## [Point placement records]
[start]

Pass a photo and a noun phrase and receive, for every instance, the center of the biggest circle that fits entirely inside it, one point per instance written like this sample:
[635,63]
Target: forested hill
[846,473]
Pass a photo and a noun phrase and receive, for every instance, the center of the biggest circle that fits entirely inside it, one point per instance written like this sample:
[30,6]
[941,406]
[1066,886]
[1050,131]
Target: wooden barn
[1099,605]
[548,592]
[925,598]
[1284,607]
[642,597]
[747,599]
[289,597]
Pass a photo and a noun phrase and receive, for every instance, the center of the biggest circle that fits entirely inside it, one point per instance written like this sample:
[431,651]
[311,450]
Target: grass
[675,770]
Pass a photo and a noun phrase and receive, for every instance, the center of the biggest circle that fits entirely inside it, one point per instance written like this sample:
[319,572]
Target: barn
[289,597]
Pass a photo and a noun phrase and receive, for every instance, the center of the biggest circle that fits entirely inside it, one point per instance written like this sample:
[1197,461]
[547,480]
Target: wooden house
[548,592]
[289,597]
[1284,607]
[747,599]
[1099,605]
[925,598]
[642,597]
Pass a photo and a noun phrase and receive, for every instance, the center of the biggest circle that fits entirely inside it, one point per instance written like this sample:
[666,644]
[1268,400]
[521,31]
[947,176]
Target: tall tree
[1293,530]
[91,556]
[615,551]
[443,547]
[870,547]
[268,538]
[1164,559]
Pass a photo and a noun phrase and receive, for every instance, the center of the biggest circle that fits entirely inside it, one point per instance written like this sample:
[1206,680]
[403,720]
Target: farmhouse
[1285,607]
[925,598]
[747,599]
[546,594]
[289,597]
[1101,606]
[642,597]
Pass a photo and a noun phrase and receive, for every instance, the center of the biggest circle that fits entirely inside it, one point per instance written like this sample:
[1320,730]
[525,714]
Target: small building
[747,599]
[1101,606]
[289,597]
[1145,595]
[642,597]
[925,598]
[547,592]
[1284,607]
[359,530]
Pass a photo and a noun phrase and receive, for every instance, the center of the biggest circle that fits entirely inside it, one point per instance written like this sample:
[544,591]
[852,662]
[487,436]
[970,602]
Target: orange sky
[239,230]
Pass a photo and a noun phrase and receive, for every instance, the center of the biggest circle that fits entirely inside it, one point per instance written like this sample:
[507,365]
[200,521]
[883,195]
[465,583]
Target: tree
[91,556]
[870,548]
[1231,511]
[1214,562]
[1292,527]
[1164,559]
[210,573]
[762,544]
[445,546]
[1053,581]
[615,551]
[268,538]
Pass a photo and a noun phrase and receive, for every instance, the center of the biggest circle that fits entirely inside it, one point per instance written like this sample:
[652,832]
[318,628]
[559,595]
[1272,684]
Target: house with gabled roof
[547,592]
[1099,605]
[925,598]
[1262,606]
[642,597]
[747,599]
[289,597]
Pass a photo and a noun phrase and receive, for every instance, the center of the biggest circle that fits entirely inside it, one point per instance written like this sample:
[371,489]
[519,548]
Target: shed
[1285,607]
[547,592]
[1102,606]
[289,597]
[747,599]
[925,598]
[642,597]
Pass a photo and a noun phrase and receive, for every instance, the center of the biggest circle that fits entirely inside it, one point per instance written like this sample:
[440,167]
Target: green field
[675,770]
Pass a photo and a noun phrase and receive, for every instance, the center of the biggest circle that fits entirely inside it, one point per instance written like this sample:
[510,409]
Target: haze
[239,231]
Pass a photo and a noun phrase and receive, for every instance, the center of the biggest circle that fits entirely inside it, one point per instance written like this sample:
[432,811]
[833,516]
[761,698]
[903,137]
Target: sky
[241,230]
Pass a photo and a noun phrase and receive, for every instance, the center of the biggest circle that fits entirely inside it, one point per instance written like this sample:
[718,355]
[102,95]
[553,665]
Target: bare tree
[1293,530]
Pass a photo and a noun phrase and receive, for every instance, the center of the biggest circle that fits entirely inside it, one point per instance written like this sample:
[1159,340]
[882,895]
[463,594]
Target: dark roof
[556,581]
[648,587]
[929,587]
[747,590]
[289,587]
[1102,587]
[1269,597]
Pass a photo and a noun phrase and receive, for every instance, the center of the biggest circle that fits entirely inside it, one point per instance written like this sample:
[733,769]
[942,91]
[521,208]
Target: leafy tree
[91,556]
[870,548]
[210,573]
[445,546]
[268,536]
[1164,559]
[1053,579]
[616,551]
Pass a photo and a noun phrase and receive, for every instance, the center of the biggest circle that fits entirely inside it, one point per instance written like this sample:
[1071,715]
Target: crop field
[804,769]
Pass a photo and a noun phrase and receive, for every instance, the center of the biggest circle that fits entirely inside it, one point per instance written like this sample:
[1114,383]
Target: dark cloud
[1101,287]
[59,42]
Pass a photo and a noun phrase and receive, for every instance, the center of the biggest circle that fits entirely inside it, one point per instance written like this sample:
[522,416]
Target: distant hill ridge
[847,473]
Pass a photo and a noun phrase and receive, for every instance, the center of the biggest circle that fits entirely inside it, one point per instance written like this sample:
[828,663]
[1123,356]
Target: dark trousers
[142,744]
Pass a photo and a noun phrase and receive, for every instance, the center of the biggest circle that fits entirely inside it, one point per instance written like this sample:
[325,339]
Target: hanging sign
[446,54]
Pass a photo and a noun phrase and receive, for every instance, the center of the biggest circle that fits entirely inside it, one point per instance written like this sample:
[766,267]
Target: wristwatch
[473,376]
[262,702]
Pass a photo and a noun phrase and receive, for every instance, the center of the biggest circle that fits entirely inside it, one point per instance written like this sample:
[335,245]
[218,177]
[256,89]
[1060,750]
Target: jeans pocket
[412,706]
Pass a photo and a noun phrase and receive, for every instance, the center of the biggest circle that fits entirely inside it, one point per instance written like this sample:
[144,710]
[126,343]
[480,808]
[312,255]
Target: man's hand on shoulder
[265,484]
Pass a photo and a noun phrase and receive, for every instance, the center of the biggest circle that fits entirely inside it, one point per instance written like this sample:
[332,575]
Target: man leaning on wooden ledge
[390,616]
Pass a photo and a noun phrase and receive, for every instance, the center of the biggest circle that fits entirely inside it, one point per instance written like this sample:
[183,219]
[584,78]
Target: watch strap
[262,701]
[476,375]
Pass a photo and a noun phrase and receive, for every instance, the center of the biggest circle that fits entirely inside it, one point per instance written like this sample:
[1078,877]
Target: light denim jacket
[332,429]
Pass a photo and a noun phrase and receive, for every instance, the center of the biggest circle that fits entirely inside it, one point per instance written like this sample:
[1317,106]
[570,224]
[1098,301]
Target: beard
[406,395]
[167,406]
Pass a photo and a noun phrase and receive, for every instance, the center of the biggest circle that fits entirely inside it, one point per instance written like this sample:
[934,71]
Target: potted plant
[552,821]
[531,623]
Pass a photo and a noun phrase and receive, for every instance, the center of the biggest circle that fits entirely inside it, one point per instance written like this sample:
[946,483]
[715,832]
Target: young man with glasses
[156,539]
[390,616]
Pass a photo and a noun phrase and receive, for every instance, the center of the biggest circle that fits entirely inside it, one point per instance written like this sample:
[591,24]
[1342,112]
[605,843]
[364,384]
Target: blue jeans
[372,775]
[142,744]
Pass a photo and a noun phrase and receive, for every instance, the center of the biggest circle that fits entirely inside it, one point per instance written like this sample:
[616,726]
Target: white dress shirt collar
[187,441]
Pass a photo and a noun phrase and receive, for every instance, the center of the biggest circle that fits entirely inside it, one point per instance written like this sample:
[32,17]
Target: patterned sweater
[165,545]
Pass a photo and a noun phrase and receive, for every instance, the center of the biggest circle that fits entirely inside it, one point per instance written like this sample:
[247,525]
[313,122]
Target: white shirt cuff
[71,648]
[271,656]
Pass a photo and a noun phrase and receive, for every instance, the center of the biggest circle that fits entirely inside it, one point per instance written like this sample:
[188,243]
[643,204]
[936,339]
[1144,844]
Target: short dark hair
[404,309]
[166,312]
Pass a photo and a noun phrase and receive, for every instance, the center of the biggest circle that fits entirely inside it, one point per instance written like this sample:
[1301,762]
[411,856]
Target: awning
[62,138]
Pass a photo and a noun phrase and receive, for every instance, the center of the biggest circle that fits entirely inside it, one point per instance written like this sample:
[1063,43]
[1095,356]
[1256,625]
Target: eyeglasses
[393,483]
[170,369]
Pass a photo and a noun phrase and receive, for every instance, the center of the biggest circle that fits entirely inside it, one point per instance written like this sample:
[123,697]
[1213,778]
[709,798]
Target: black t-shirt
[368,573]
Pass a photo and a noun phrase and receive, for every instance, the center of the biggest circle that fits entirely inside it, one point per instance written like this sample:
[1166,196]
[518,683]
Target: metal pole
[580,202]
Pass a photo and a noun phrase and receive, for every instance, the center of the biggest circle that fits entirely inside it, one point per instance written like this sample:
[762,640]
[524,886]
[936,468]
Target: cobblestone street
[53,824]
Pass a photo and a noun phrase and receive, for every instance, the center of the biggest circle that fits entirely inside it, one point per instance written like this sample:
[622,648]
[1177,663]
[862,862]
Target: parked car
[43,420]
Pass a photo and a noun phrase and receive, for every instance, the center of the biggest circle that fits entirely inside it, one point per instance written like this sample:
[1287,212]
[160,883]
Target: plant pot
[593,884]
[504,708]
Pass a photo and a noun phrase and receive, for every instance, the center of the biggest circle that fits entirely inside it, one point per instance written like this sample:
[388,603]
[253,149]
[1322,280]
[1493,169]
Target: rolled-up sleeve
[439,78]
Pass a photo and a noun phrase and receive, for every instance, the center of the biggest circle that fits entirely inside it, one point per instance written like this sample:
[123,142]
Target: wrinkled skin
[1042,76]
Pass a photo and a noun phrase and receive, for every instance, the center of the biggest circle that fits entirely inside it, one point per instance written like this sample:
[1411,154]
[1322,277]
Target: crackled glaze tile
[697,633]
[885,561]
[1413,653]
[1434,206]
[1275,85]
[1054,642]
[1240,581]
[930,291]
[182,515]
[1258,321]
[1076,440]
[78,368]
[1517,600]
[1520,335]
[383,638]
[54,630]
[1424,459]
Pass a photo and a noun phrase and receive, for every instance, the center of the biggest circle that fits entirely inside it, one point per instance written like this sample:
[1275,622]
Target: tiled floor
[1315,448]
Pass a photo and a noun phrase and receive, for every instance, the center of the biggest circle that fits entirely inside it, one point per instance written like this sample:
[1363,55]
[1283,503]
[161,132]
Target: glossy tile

[end]

## [WRITTEN TASK]
Return every line in the point placement records above that contains the word "hill".

## [SOLUTION FOR THIS TASK]
Target: forested hill
Target: distant hill ridge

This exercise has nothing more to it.